_TASK INSTRUCTIONS_.
Pull out every line of the material below that contains the word "facade", and copy each one. Case counts.

'''

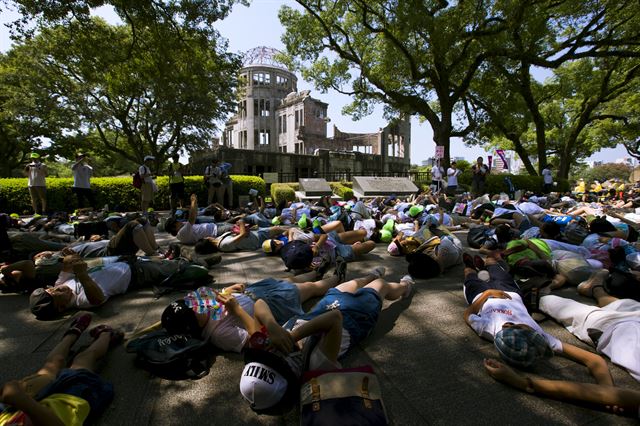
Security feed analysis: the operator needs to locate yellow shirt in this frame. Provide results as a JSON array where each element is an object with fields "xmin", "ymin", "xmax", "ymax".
[{"xmin": 0, "ymin": 393, "xmax": 90, "ymax": 426}]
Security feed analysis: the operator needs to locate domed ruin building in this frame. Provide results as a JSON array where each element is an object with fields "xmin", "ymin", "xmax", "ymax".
[{"xmin": 205, "ymin": 47, "xmax": 411, "ymax": 179}]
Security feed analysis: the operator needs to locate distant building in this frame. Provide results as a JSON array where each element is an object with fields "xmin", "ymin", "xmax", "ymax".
[{"xmin": 222, "ymin": 47, "xmax": 411, "ymax": 177}]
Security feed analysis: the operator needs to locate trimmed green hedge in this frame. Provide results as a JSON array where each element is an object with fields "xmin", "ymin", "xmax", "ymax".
[
  {"xmin": 329, "ymin": 182, "xmax": 353, "ymax": 200},
  {"xmin": 458, "ymin": 170, "xmax": 570, "ymax": 194},
  {"xmin": 0, "ymin": 175, "xmax": 266, "ymax": 214},
  {"xmin": 271, "ymin": 183, "xmax": 298, "ymax": 205},
  {"xmin": 271, "ymin": 182, "xmax": 353, "ymax": 204}
]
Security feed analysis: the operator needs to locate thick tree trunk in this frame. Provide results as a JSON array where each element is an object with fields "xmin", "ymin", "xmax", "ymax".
[{"xmin": 507, "ymin": 135, "xmax": 538, "ymax": 176}]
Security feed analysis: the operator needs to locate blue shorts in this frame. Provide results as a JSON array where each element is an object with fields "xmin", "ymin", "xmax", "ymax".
[
  {"xmin": 36, "ymin": 368, "xmax": 113, "ymax": 418},
  {"xmin": 541, "ymin": 214, "xmax": 574, "ymax": 228},
  {"xmin": 463, "ymin": 263, "xmax": 520, "ymax": 304},
  {"xmin": 327, "ymin": 231, "xmax": 356, "ymax": 262},
  {"xmin": 301, "ymin": 288, "xmax": 382, "ymax": 345},
  {"xmin": 245, "ymin": 278, "xmax": 304, "ymax": 324}
]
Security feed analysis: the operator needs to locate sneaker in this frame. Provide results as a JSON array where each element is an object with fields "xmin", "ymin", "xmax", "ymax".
[
  {"xmin": 370, "ymin": 266, "xmax": 387, "ymax": 278},
  {"xmin": 462, "ymin": 253, "xmax": 476, "ymax": 269},
  {"xmin": 64, "ymin": 314, "xmax": 93, "ymax": 336},
  {"xmin": 315, "ymin": 258, "xmax": 337, "ymax": 279},
  {"xmin": 400, "ymin": 275, "xmax": 416, "ymax": 299},
  {"xmin": 89, "ymin": 324, "xmax": 124, "ymax": 346},
  {"xmin": 333, "ymin": 256, "xmax": 347, "ymax": 283}
]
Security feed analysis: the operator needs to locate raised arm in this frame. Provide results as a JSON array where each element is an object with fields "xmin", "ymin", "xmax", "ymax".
[
  {"xmin": 463, "ymin": 289, "xmax": 511, "ymax": 326},
  {"xmin": 189, "ymin": 194, "xmax": 198, "ymax": 225},
  {"xmin": 254, "ymin": 299, "xmax": 295, "ymax": 353},
  {"xmin": 484, "ymin": 359, "xmax": 640, "ymax": 417},
  {"xmin": 561, "ymin": 342, "xmax": 613, "ymax": 386},
  {"xmin": 73, "ymin": 259, "xmax": 107, "ymax": 306}
]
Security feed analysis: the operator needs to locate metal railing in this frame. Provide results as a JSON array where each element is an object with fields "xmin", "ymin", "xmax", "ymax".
[{"xmin": 278, "ymin": 171, "xmax": 431, "ymax": 182}]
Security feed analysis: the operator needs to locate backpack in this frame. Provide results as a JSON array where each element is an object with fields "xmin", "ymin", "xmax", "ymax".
[
  {"xmin": 300, "ymin": 365, "xmax": 389, "ymax": 426},
  {"xmin": 127, "ymin": 330, "xmax": 211, "ymax": 380},
  {"xmin": 467, "ymin": 226, "xmax": 491, "ymax": 248},
  {"xmin": 562, "ymin": 222, "xmax": 589, "ymax": 246},
  {"xmin": 280, "ymin": 241, "xmax": 313, "ymax": 270},
  {"xmin": 131, "ymin": 170, "xmax": 142, "ymax": 189}
]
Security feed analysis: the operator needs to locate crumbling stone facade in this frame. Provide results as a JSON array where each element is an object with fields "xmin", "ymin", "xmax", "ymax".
[{"xmin": 214, "ymin": 47, "xmax": 411, "ymax": 177}]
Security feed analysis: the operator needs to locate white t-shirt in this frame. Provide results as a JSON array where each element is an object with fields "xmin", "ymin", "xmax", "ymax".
[
  {"xmin": 138, "ymin": 164, "xmax": 153, "ymax": 183},
  {"xmin": 438, "ymin": 235, "xmax": 462, "ymax": 269},
  {"xmin": 202, "ymin": 293, "xmax": 254, "ymax": 352},
  {"xmin": 73, "ymin": 163, "xmax": 93, "ymax": 188},
  {"xmin": 447, "ymin": 167, "xmax": 460, "ymax": 186},
  {"xmin": 55, "ymin": 262, "xmax": 131, "ymax": 309},
  {"xmin": 176, "ymin": 222, "xmax": 218, "ymax": 244},
  {"xmin": 28, "ymin": 161, "xmax": 47, "ymax": 186},
  {"xmin": 431, "ymin": 166, "xmax": 444, "ymax": 180},
  {"xmin": 353, "ymin": 219, "xmax": 376, "ymax": 240},
  {"xmin": 469, "ymin": 291, "xmax": 562, "ymax": 353},
  {"xmin": 517, "ymin": 201, "xmax": 544, "ymax": 214}
]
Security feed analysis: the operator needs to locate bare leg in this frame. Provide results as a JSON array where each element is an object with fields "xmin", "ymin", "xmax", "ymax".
[
  {"xmin": 296, "ymin": 275, "xmax": 340, "ymax": 302},
  {"xmin": 351, "ymin": 241, "xmax": 376, "ymax": 256},
  {"xmin": 338, "ymin": 229, "xmax": 367, "ymax": 244},
  {"xmin": 549, "ymin": 274, "xmax": 567, "ymax": 290},
  {"xmin": 142, "ymin": 223, "xmax": 159, "ymax": 251},
  {"xmin": 336, "ymin": 274, "xmax": 379, "ymax": 293},
  {"xmin": 33, "ymin": 334, "xmax": 80, "ymax": 377},
  {"xmin": 321, "ymin": 220, "xmax": 344, "ymax": 234},
  {"xmin": 593, "ymin": 287, "xmax": 619, "ymax": 308},
  {"xmin": 132, "ymin": 225, "xmax": 156, "ymax": 256},
  {"xmin": 285, "ymin": 271, "xmax": 318, "ymax": 283},
  {"xmin": 71, "ymin": 332, "xmax": 111, "ymax": 371},
  {"xmin": 464, "ymin": 267, "xmax": 478, "ymax": 279},
  {"xmin": 364, "ymin": 278, "xmax": 409, "ymax": 300}
]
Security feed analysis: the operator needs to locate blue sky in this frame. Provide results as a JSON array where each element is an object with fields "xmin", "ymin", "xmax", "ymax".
[{"xmin": 0, "ymin": 0, "xmax": 628, "ymax": 164}]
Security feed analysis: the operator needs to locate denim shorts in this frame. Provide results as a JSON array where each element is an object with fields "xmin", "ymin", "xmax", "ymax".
[
  {"xmin": 463, "ymin": 264, "xmax": 520, "ymax": 304},
  {"xmin": 301, "ymin": 288, "xmax": 382, "ymax": 345},
  {"xmin": 245, "ymin": 278, "xmax": 304, "ymax": 324},
  {"xmin": 327, "ymin": 231, "xmax": 356, "ymax": 262},
  {"xmin": 36, "ymin": 368, "xmax": 113, "ymax": 418}
]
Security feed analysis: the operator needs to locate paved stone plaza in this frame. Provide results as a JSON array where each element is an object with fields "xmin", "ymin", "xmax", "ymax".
[{"xmin": 0, "ymin": 233, "xmax": 640, "ymax": 426}]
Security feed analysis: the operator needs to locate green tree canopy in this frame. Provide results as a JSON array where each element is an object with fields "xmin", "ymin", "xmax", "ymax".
[{"xmin": 2, "ymin": 18, "xmax": 240, "ymax": 171}]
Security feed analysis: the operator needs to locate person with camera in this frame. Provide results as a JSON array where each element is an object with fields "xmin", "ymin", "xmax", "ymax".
[
  {"xmin": 71, "ymin": 154, "xmax": 96, "ymax": 208},
  {"xmin": 24, "ymin": 152, "xmax": 48, "ymax": 214}
]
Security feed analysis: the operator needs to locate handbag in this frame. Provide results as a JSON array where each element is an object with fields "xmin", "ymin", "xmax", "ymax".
[{"xmin": 300, "ymin": 365, "xmax": 389, "ymax": 426}]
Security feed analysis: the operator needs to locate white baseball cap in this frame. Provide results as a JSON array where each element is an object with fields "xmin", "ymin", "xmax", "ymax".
[
  {"xmin": 240, "ymin": 362, "xmax": 287, "ymax": 410},
  {"xmin": 240, "ymin": 349, "xmax": 299, "ymax": 415}
]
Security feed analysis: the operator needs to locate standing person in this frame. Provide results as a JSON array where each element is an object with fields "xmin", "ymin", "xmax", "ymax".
[
  {"xmin": 542, "ymin": 164, "xmax": 553, "ymax": 194},
  {"xmin": 471, "ymin": 157, "xmax": 489, "ymax": 197},
  {"xmin": 138, "ymin": 155, "xmax": 156, "ymax": 214},
  {"xmin": 220, "ymin": 162, "xmax": 233, "ymax": 208},
  {"xmin": 447, "ymin": 161, "xmax": 460, "ymax": 195},
  {"xmin": 0, "ymin": 314, "xmax": 124, "ymax": 425},
  {"xmin": 168, "ymin": 154, "xmax": 185, "ymax": 213},
  {"xmin": 204, "ymin": 158, "xmax": 224, "ymax": 204},
  {"xmin": 71, "ymin": 154, "xmax": 96, "ymax": 208},
  {"xmin": 24, "ymin": 152, "xmax": 48, "ymax": 214},
  {"xmin": 431, "ymin": 160, "xmax": 444, "ymax": 193}
]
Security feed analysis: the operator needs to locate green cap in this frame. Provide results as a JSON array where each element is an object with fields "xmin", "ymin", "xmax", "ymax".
[
  {"xmin": 298, "ymin": 213, "xmax": 308, "ymax": 229},
  {"xmin": 382, "ymin": 219, "xmax": 395, "ymax": 232},
  {"xmin": 409, "ymin": 204, "xmax": 424, "ymax": 217}
]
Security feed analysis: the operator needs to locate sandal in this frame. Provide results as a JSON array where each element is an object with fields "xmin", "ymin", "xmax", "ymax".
[
  {"xmin": 89, "ymin": 324, "xmax": 124, "ymax": 346},
  {"xmin": 578, "ymin": 281, "xmax": 604, "ymax": 298},
  {"xmin": 462, "ymin": 253, "xmax": 476, "ymax": 269},
  {"xmin": 63, "ymin": 314, "xmax": 93, "ymax": 337}
]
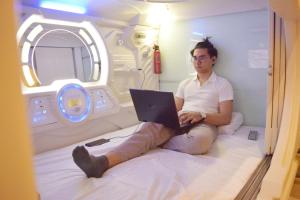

'''

_RESULT OF THE TASK_.
Security feed analysis: the operator needs to locate crumbling stone facade in this frame. Provide results as a JSON array where each element is an object with fields "xmin", "ymin", "xmax", "ymax".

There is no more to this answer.